◆ Your task: Please restate the entire listing verbatim.

◆ Source information:
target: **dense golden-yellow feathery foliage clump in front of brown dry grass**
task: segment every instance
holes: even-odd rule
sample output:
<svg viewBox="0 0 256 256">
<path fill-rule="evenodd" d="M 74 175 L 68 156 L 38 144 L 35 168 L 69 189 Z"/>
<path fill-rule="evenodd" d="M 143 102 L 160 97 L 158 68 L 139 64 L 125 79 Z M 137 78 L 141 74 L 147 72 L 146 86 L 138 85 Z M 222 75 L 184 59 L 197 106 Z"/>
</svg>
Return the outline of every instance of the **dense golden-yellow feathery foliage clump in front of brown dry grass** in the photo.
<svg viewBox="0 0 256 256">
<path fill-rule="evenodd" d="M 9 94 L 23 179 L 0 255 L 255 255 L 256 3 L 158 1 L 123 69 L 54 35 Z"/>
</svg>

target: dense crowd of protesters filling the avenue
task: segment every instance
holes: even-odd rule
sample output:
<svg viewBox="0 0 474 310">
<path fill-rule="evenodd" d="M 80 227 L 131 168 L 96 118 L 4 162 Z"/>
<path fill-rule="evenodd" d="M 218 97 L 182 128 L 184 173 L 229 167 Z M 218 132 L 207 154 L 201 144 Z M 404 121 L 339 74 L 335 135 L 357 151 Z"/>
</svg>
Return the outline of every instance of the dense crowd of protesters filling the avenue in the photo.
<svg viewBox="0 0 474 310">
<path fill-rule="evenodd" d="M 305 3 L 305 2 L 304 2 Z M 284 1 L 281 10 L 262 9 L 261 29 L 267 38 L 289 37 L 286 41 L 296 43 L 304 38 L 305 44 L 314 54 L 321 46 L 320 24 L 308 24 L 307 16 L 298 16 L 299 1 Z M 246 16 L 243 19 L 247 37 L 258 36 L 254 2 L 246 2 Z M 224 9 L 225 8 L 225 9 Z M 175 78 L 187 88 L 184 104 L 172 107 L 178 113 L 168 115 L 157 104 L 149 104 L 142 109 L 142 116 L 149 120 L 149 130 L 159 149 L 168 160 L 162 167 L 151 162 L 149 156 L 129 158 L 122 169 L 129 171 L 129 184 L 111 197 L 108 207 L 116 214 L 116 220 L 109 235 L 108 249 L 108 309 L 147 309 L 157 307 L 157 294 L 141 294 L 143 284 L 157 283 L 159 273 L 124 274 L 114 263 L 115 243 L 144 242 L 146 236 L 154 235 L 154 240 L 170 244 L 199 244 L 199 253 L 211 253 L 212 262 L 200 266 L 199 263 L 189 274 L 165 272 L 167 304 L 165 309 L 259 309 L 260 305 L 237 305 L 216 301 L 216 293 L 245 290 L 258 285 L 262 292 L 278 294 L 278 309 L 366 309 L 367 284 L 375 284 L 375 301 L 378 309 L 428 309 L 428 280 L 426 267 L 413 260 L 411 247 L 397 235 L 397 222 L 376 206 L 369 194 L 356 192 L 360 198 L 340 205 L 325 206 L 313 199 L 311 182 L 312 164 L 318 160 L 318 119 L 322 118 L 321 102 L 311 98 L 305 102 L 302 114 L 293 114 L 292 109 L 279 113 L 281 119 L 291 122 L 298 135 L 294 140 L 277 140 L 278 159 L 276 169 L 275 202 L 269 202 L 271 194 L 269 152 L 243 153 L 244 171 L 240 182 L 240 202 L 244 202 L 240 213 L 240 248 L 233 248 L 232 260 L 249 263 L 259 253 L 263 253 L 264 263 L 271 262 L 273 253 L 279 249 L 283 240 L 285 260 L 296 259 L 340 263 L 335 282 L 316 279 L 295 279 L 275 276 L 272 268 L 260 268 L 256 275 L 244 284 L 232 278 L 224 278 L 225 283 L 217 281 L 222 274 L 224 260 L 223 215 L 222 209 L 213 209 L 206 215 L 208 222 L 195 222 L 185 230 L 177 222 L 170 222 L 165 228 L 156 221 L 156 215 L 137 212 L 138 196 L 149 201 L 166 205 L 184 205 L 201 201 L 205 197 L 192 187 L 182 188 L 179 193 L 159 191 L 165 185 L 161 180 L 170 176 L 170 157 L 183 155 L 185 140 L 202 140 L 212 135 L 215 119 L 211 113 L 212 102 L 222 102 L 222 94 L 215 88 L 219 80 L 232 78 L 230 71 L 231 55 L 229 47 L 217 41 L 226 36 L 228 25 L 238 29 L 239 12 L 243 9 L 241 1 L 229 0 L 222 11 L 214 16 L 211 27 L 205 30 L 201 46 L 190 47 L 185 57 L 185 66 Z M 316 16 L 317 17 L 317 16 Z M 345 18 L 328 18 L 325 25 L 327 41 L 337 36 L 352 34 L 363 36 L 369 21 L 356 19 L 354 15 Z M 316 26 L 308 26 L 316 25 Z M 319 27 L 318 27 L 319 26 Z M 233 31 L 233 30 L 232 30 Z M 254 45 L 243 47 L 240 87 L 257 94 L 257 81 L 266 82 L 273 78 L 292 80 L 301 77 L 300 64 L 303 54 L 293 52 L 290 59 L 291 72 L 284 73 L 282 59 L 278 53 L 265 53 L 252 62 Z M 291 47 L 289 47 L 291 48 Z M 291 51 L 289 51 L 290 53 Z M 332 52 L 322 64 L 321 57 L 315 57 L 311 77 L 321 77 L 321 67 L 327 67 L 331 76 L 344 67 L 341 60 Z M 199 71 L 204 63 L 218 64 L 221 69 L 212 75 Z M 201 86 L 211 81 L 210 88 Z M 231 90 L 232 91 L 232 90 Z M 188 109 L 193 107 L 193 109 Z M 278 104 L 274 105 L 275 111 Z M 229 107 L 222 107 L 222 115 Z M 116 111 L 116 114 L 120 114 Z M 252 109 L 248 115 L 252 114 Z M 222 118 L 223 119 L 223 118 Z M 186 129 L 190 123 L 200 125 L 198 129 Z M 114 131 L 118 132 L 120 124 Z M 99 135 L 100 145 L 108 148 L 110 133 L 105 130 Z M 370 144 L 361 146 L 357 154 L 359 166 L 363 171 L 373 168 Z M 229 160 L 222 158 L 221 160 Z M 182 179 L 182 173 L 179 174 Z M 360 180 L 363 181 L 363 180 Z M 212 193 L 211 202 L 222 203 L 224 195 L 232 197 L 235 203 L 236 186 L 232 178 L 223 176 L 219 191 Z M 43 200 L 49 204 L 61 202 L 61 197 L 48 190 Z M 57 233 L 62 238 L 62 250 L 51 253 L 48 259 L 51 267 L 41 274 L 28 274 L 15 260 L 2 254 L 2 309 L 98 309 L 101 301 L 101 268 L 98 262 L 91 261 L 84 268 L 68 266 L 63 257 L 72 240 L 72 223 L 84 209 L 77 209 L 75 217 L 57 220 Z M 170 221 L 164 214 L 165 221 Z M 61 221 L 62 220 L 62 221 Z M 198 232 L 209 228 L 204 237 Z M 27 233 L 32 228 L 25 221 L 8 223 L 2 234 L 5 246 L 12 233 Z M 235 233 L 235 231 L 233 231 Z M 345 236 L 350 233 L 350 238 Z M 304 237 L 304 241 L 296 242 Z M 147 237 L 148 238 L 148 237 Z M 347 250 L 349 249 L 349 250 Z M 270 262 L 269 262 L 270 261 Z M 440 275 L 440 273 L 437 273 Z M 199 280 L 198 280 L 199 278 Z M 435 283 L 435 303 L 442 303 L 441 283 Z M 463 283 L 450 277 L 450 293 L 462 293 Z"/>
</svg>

◆ Task response:
target: **dense golden-yellow feathery foliage clump in front of brown dry grass**
task: segment every instance
holes: even-odd rule
sample output:
<svg viewBox="0 0 256 256">
<path fill-rule="evenodd" d="M 74 175 L 68 156 L 38 144 L 35 168 L 69 189 Z"/>
<path fill-rule="evenodd" d="M 143 102 L 160 97 L 158 68 L 139 64 L 125 79 Z M 137 78 L 141 74 L 147 72 L 146 86 L 138 85 Z M 222 75 L 184 59 L 197 106 Z"/>
</svg>
Return the outline of every instance of the **dense golden-yellow feathery foliage clump in front of brown dry grass** in the photo.
<svg viewBox="0 0 256 256">
<path fill-rule="evenodd" d="M 9 94 L 23 179 L 0 255 L 255 255 L 256 3 L 158 1 L 123 69 L 54 35 Z"/>
</svg>

target: dense crowd of protesters filling the avenue
task: segment every instance
holes: even-odd rule
sample output:
<svg viewBox="0 0 474 310">
<path fill-rule="evenodd" d="M 80 227 L 131 168 L 96 118 L 4 162 Z"/>
<path fill-rule="evenodd" d="M 218 97 L 182 128 L 184 173 L 229 167 Z M 218 132 L 207 154 L 201 144 Z M 404 121 L 339 74 L 335 135 L 357 151 Z"/>
</svg>
Return the outline of every instance of the dense crowd of protesters filling the avenue in the photo.
<svg viewBox="0 0 474 310">
<path fill-rule="evenodd" d="M 305 3 L 305 2 L 304 2 Z M 284 1 L 281 10 L 262 9 L 261 29 L 267 38 L 289 37 L 286 41 L 296 43 L 304 38 L 305 44 L 314 54 L 321 46 L 320 24 L 308 24 L 307 16 L 298 16 L 299 1 Z M 246 16 L 243 19 L 247 37 L 258 36 L 254 2 L 246 2 Z M 224 9 L 225 8 L 225 9 Z M 175 78 L 187 88 L 184 104 L 172 107 L 178 113 L 168 115 L 157 104 L 149 104 L 142 109 L 142 116 L 149 120 L 149 130 L 159 149 L 168 160 L 162 167 L 151 162 L 149 156 L 129 158 L 122 169 L 129 171 L 129 184 L 111 197 L 108 207 L 116 214 L 116 220 L 109 235 L 108 249 L 108 309 L 147 309 L 157 307 L 157 294 L 141 294 L 143 284 L 157 283 L 159 273 L 124 274 L 114 263 L 115 243 L 144 242 L 146 236 L 154 235 L 154 240 L 170 244 L 199 244 L 199 253 L 211 253 L 212 262 L 200 266 L 199 263 L 189 274 L 165 272 L 167 304 L 165 309 L 259 309 L 260 305 L 237 305 L 216 301 L 216 293 L 245 290 L 258 285 L 262 292 L 278 294 L 278 309 L 366 309 L 367 284 L 375 284 L 375 301 L 378 309 L 428 309 L 428 280 L 426 267 L 413 260 L 411 247 L 397 235 L 397 222 L 376 206 L 369 194 L 356 192 L 360 198 L 340 205 L 325 206 L 313 199 L 311 182 L 312 164 L 318 160 L 318 119 L 322 118 L 321 102 L 311 98 L 305 102 L 302 114 L 293 114 L 292 109 L 279 113 L 281 119 L 291 122 L 298 135 L 294 140 L 277 140 L 278 159 L 276 169 L 275 202 L 269 202 L 271 194 L 269 152 L 243 153 L 244 171 L 240 182 L 240 202 L 244 202 L 240 213 L 240 248 L 233 248 L 232 260 L 249 263 L 259 253 L 263 253 L 264 263 L 271 262 L 273 253 L 279 249 L 283 240 L 285 260 L 296 259 L 340 263 L 335 282 L 316 279 L 295 279 L 275 276 L 272 268 L 260 268 L 256 275 L 244 284 L 232 278 L 224 278 L 225 283 L 217 281 L 222 274 L 224 260 L 223 215 L 222 209 L 213 209 L 206 215 L 208 222 L 195 222 L 185 230 L 177 222 L 170 222 L 165 228 L 156 221 L 156 215 L 137 212 L 138 196 L 149 201 L 166 205 L 184 205 L 201 201 L 205 197 L 192 187 L 182 188 L 179 193 L 159 191 L 165 185 L 161 180 L 170 176 L 170 157 L 183 155 L 185 140 L 202 140 L 212 135 L 215 119 L 211 113 L 212 102 L 222 102 L 222 94 L 215 88 L 219 80 L 232 78 L 230 71 L 231 55 L 229 47 L 217 41 L 226 36 L 228 25 L 238 29 L 239 12 L 243 9 L 241 1 L 229 0 L 222 11 L 214 16 L 211 27 L 205 30 L 201 46 L 190 47 L 185 57 L 185 66 Z M 316 16 L 317 17 L 317 16 Z M 345 18 L 328 18 L 325 25 L 327 41 L 337 36 L 352 34 L 363 36 L 369 21 L 356 19 L 354 15 Z M 316 26 L 308 26 L 316 25 Z M 319 27 L 318 27 L 319 26 Z M 233 31 L 233 30 L 232 30 Z M 254 45 L 243 47 L 240 87 L 257 94 L 257 81 L 266 82 L 273 78 L 292 80 L 301 77 L 300 64 L 303 54 L 293 52 L 290 59 L 291 72 L 284 73 L 282 59 L 278 53 L 265 53 L 252 62 Z M 291 47 L 289 47 L 291 48 Z M 291 51 L 289 51 L 290 53 Z M 332 52 L 322 64 L 321 57 L 315 57 L 311 77 L 321 77 L 321 67 L 327 67 L 331 76 L 344 67 L 341 60 Z M 199 71 L 204 63 L 218 64 L 221 69 L 212 75 Z M 201 86 L 211 81 L 210 88 Z M 231 90 L 232 91 L 232 90 Z M 188 109 L 193 107 L 193 109 Z M 278 104 L 274 105 L 275 111 Z M 229 107 L 222 107 L 222 115 Z M 116 111 L 116 114 L 120 114 Z M 252 109 L 248 115 L 252 114 Z M 222 118 L 223 119 L 223 118 Z M 186 129 L 190 123 L 200 125 L 198 129 Z M 114 131 L 118 132 L 120 124 Z M 99 135 L 100 145 L 108 148 L 110 133 L 105 130 Z M 370 144 L 361 146 L 357 154 L 359 166 L 363 171 L 373 168 Z M 229 160 L 222 158 L 221 160 Z M 182 179 L 182 173 L 179 174 Z M 360 180 L 363 181 L 363 180 Z M 212 193 L 211 202 L 222 203 L 224 195 L 232 197 L 235 203 L 236 186 L 232 178 L 223 176 L 219 191 Z M 43 200 L 49 204 L 61 202 L 61 197 L 48 190 Z M 57 233 L 62 238 L 62 250 L 51 253 L 48 259 L 51 267 L 41 274 L 28 274 L 15 260 L 2 254 L 2 309 L 98 309 L 101 301 L 101 268 L 98 262 L 91 261 L 84 268 L 68 266 L 63 257 L 72 240 L 72 223 L 84 209 L 77 209 L 75 217 L 57 220 Z M 170 221 L 164 214 L 165 221 Z M 61 221 L 62 220 L 62 221 Z M 198 232 L 209 228 L 204 237 Z M 27 233 L 32 228 L 25 221 L 8 223 L 2 234 L 5 246 L 12 233 Z M 235 233 L 235 231 L 233 231 Z M 345 236 L 350 233 L 350 238 Z M 304 237 L 304 241 L 296 242 Z M 147 237 L 148 238 L 148 237 Z M 347 250 L 349 249 L 349 250 Z M 270 262 L 269 262 L 270 261 Z M 440 275 L 440 273 L 437 273 Z M 199 280 L 198 280 L 199 278 Z M 435 283 L 435 303 L 442 303 L 441 283 Z M 463 283 L 450 277 L 450 293 L 462 293 Z"/>
</svg>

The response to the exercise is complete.